» **Text under study**
BEGIN
Model Optimization Guide¶

Overview¶

This guide provides comprehensive information about the optimized model configuration for all agents in the AI-Engineer system. The configuration follows best practices for balancing performance, cost, and quality across different agent responsibilities.

Model Assignment Strategy¶

Philosophy¶

Agent model assignment is based on task complexity and reasoning requirements, not arbitrary preferences:

Sonnet (Claude 3.5): Complex reasoning, architectural decisions, multi-factor analysis, strategic planning
Haiku (Claude 3.5): High-volume execution, template-based generation, deterministic processes, structured parsing

Key Principles¶

Match Complexity to Capability: Use Sonnet for tasks requiring deep reasoning; use Haiku for structured, predictable tasks
Cost Efficiency: Haiku is 5-10x more cost-effective for appropriate workloads
Performance: Haiku is 3-5x faster for execution-oriented tasks
Quality Consistency: Both models maintain high quality when matched to appropriate tasks

Complete Model Assignment Matrix¶

Sonnet Agents (11 agents) - Complex Reasoning¶

Agent	Model	Primary Responsibility	Rationale
architectural-reviewer	sonnet	SOLID/DRY/YAGNI analysis	Requires deep analysis of design patterns, trade-offs, and principle compliance. Early architectural review saves 40-50% development time.
END
» **Data section**
BEGIN
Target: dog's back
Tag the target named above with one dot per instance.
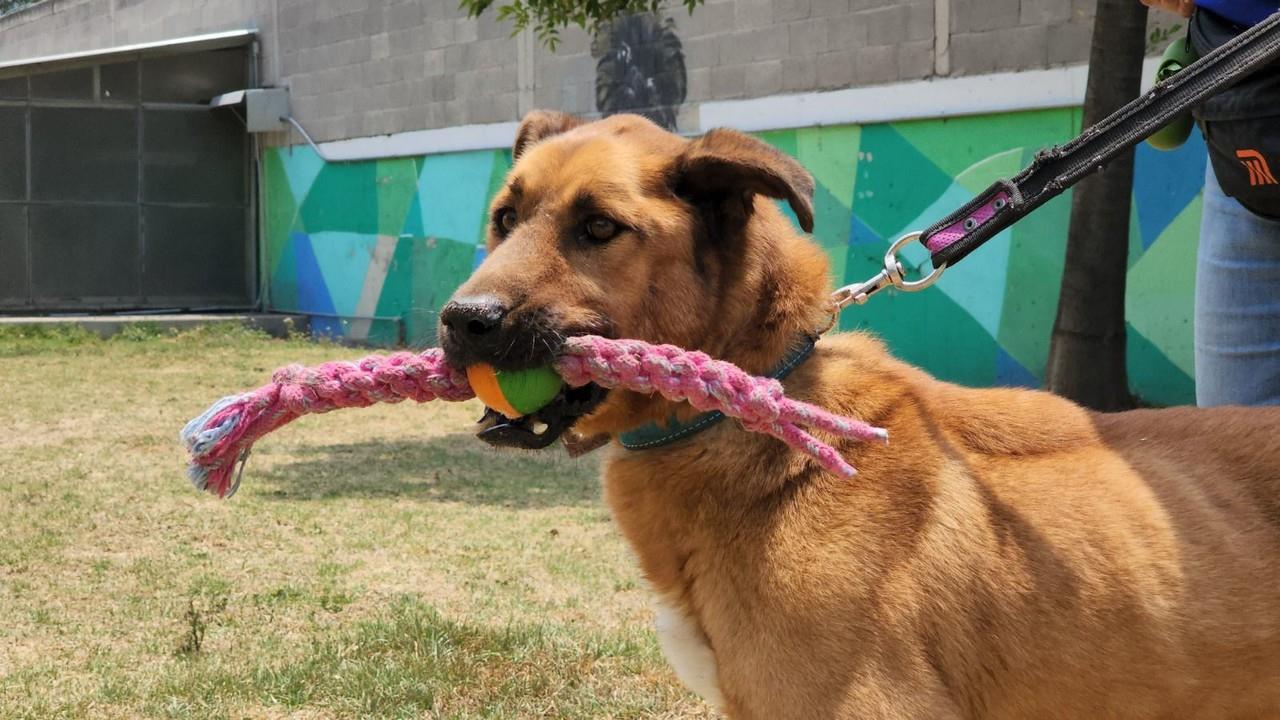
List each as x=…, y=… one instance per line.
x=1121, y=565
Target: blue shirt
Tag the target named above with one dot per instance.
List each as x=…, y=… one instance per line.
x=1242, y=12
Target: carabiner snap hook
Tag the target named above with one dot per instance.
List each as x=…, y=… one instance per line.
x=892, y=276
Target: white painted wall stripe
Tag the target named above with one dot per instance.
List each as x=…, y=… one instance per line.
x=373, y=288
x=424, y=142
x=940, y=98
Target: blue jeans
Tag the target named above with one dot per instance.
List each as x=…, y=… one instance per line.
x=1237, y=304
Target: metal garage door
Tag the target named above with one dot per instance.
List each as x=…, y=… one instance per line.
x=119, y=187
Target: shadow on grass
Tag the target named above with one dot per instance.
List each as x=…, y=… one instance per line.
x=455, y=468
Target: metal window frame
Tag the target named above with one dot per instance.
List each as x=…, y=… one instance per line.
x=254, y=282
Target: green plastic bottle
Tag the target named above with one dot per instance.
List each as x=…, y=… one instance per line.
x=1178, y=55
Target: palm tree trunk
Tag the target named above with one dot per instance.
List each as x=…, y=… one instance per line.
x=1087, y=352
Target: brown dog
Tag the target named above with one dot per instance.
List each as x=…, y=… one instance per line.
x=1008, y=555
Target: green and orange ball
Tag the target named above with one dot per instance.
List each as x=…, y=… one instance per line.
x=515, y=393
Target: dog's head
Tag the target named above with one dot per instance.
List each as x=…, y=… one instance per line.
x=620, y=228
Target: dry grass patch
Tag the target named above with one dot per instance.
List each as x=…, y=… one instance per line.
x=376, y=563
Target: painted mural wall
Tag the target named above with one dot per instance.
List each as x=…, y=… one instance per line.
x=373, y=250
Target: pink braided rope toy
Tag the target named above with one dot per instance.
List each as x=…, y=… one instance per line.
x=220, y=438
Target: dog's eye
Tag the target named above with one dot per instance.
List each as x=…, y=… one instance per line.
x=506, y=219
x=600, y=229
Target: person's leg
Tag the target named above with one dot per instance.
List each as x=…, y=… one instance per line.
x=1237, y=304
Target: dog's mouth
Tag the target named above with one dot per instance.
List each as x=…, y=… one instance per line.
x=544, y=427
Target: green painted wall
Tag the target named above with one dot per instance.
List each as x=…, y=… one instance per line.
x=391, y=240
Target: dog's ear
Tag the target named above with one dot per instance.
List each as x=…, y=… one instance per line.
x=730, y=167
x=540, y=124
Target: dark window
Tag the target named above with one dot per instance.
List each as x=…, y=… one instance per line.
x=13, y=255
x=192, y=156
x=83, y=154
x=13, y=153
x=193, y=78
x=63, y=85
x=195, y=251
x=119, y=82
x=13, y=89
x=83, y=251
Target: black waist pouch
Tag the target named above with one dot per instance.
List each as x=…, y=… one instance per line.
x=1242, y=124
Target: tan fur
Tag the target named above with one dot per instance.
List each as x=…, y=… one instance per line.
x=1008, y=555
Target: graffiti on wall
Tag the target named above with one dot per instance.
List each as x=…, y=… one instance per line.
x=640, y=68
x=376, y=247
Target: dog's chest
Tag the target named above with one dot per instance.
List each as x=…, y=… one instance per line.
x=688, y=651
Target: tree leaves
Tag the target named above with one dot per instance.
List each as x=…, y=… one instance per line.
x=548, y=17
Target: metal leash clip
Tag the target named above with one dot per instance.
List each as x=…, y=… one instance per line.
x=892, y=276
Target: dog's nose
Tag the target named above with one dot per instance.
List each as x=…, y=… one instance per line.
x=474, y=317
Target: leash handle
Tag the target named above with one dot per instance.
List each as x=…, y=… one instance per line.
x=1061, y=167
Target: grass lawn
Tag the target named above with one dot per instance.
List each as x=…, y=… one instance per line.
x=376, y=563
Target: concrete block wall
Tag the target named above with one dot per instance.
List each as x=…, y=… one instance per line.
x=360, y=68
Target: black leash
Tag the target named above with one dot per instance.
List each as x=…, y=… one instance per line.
END
BEGIN
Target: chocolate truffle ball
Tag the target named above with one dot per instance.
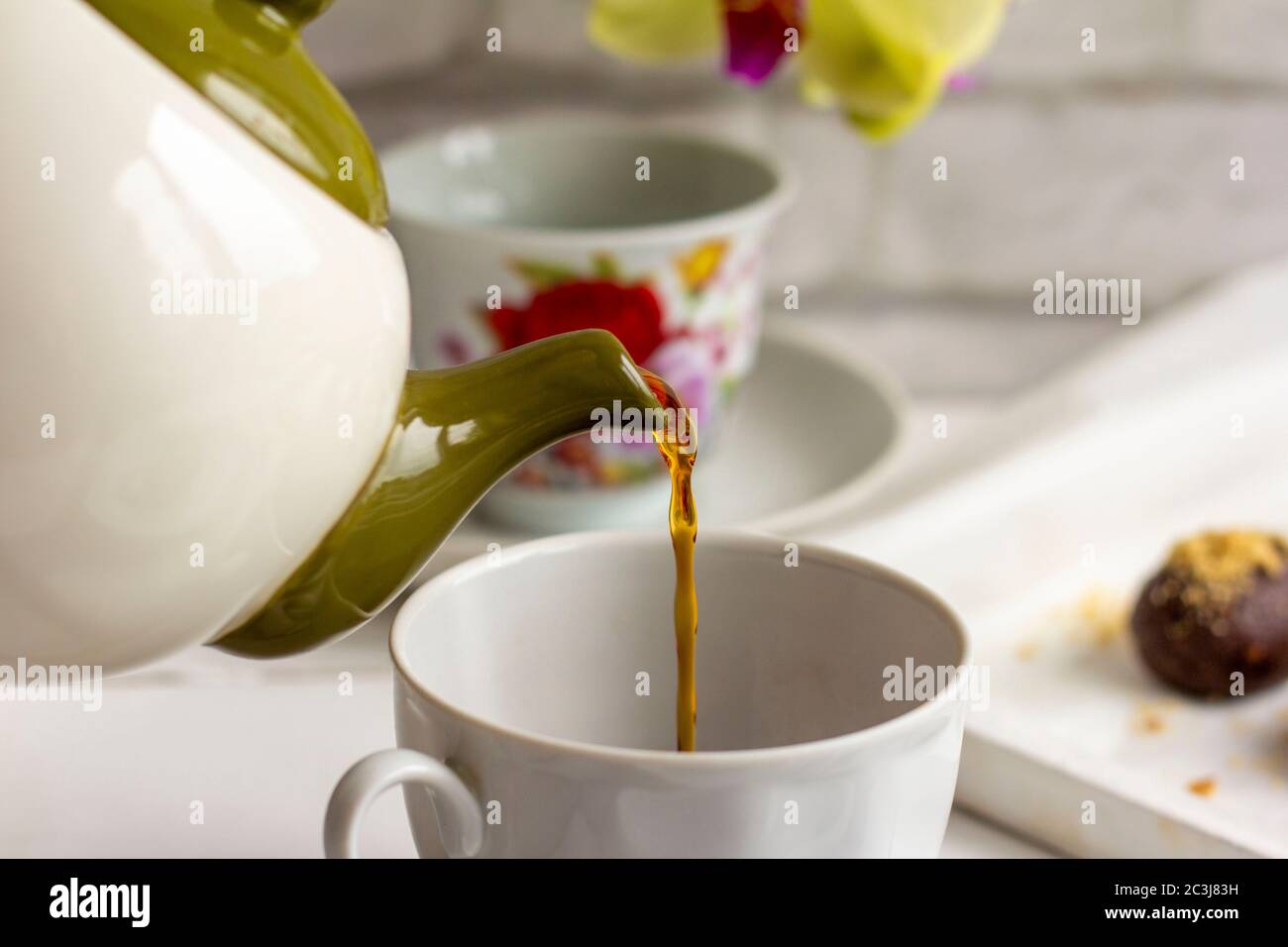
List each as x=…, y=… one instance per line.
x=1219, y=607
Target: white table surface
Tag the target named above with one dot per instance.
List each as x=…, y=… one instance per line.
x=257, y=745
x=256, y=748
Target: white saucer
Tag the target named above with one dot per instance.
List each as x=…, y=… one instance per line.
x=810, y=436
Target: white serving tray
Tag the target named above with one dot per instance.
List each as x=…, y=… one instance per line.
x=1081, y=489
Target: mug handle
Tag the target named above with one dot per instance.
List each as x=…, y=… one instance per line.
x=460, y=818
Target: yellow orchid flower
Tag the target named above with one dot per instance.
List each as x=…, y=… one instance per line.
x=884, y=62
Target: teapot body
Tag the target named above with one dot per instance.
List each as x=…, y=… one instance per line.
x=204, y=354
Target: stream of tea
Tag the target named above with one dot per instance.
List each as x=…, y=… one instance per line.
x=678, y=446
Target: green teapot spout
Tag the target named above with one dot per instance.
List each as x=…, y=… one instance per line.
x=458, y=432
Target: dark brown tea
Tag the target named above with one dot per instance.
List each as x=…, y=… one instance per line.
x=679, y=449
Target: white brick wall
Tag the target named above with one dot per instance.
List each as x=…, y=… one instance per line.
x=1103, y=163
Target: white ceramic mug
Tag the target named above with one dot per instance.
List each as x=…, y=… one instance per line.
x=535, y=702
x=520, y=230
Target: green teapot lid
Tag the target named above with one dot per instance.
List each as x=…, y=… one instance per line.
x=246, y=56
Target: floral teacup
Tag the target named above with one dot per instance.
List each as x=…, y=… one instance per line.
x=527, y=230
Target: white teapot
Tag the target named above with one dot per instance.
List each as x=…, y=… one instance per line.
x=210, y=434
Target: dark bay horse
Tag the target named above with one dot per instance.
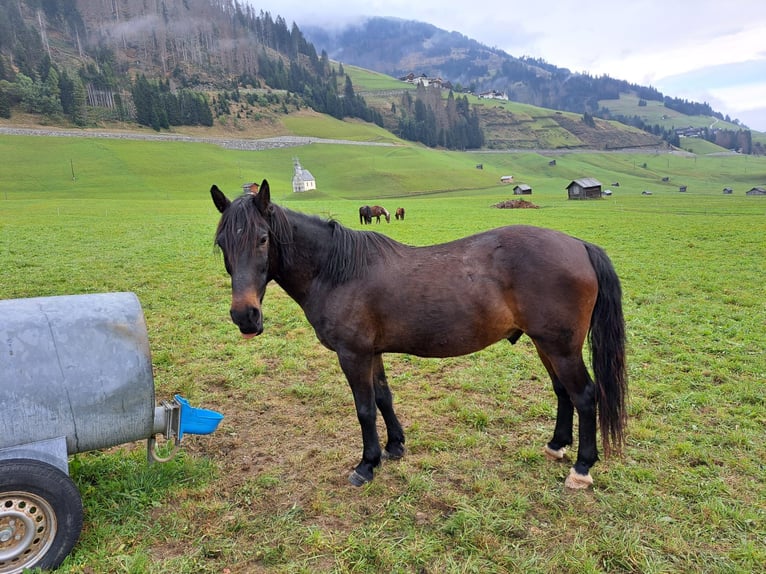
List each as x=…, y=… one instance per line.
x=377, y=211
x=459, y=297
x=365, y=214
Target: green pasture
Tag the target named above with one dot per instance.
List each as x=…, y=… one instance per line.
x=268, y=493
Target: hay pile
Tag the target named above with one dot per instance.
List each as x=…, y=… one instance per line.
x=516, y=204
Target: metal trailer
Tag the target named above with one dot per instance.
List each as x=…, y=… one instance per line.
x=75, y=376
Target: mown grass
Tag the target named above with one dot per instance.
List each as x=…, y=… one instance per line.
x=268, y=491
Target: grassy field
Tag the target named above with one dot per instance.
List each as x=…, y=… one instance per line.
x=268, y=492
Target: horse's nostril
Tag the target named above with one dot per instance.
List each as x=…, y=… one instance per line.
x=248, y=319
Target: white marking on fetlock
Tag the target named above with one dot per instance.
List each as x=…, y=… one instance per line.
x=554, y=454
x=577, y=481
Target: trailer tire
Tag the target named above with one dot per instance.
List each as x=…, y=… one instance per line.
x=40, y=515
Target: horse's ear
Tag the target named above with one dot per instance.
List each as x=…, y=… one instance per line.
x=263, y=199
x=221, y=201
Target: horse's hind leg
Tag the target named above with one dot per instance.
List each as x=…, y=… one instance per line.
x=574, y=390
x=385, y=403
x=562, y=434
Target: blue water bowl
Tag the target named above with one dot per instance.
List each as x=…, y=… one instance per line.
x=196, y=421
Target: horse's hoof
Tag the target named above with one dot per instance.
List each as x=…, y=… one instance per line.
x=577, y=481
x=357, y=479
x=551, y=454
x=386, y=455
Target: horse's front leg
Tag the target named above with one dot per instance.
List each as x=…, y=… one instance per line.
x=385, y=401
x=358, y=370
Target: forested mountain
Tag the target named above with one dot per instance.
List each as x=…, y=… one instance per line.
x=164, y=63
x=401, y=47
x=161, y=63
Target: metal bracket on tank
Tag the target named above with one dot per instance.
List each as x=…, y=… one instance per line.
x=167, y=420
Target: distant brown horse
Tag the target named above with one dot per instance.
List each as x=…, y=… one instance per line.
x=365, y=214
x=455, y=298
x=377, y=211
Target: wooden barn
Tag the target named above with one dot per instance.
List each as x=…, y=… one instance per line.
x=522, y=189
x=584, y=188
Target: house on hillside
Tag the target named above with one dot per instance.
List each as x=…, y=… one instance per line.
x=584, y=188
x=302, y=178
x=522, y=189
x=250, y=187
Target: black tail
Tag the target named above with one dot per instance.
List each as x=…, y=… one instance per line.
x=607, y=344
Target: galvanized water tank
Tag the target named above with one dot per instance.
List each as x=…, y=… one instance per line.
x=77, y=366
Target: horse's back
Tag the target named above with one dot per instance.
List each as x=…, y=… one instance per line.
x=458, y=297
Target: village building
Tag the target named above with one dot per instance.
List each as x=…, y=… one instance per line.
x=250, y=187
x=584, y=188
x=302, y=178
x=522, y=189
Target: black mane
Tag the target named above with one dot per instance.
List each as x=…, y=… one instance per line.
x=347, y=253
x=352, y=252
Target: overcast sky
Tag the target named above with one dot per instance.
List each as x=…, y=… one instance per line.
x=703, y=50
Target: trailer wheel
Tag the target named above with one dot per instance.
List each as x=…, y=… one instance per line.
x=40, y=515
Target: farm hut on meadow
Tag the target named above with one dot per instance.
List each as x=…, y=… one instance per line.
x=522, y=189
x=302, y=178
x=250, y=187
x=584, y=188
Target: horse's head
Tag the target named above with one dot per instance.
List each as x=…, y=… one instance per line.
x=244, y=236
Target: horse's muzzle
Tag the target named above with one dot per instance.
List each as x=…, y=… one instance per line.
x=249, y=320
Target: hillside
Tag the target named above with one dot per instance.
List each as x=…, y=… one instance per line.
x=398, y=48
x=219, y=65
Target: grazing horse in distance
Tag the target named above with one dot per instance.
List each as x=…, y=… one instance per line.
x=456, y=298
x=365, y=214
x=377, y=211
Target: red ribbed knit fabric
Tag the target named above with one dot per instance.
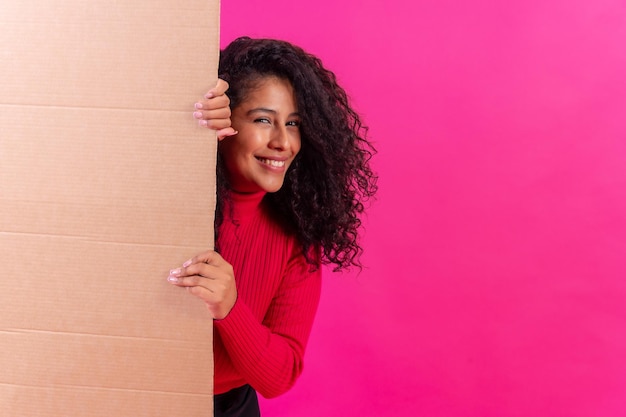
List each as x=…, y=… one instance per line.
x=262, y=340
END
BEGIN
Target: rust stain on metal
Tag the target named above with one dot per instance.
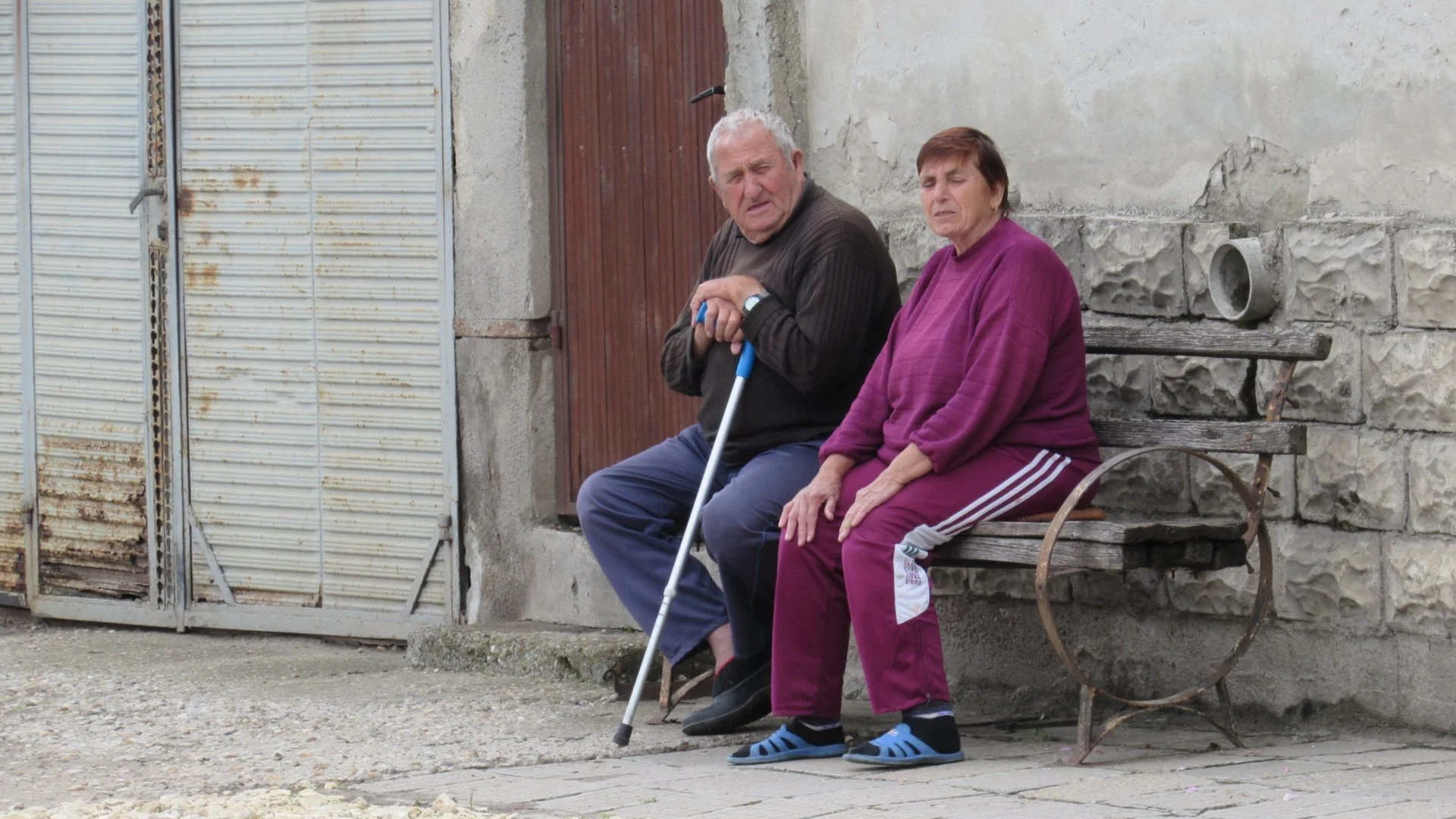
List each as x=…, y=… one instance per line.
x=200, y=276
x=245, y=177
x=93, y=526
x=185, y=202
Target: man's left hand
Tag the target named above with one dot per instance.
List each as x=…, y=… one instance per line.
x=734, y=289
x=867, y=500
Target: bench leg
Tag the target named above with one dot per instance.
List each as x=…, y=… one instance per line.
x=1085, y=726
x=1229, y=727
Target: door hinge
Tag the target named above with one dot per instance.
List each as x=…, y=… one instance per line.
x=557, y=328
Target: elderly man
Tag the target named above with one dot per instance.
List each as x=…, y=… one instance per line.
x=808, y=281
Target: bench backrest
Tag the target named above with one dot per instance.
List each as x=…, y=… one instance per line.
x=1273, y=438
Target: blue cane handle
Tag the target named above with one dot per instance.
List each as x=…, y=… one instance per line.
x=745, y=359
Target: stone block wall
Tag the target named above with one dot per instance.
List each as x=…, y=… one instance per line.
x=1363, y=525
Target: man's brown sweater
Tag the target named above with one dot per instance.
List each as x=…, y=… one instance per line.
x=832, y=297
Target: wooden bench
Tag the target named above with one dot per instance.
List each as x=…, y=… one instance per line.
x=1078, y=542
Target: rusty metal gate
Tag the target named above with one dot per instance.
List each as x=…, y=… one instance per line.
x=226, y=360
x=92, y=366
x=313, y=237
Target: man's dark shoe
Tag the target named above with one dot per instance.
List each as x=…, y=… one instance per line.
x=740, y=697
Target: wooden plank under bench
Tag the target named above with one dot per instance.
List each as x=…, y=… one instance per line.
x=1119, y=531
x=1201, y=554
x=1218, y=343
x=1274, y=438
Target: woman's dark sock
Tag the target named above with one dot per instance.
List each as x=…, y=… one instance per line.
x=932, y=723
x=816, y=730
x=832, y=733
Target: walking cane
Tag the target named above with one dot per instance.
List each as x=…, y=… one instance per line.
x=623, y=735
END
» **What this exercise asks**
1/ Swap "Cost Efficiency" for "Cost Savings" in the model optimization guide, covering everything from "Match Complexity to" down to "40-50% development time.".
2/ According to the model optimization guide, how much faster is Haiku for execution-oriented tasks?
The listing is separate material and has no connection to the model optimization guide.

» **Task-by-task outputs**
1/
Match Complexity to Capability: Use Sonnet for tasks requiring deep reasoning; use Haiku for structured, predictable tasks
Cost Savings: Haiku is 5-10x more cost-effective for appropriate workloads
Performance: Haiku is 3-5x faster for execution-oriented tasks
Quality Consistency: Both models maintain high quality when matched to appropriate tasks

Complete Model Assignment Matrix¶

Sonnet Agents (11 agents) - Complex Reasoning¶

Agent	Model	Primary Responsibility	Rationale
architectural-reviewer	sonnet	SOLID/DRY/YAGNI analysis	Requires deep analysis of design patterns, trade-offs, and principle compliance. Early architectural review saves 40-50% development time.

2/ 3-5x faster.